--- DATA SHOWN Enclosed Below ---

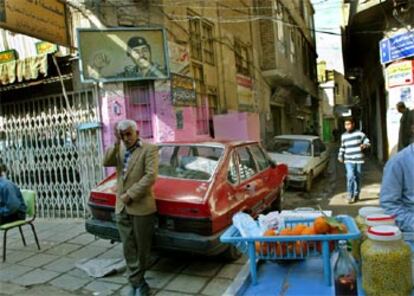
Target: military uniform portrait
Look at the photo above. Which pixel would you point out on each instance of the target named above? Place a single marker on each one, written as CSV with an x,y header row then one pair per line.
x,y
127,54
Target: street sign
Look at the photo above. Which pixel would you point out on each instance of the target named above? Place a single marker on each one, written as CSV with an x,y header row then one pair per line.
x,y
397,47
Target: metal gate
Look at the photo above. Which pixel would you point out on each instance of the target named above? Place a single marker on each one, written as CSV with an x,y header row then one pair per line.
x,y
54,150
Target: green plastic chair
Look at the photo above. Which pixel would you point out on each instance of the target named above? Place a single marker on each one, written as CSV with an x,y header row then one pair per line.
x,y
29,197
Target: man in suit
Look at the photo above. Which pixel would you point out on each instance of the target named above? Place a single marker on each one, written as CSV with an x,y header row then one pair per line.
x,y
136,165
12,206
406,133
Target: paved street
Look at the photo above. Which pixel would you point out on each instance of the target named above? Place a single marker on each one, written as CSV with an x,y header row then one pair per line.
x,y
52,270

--- End of Enclosed DATA SHOWN ---

- WORK INSTRUCTIONS -
Using the data above, copy each line that contains "street".

- RESULT OF THIS TASK -
Target: street sign
Target: paved street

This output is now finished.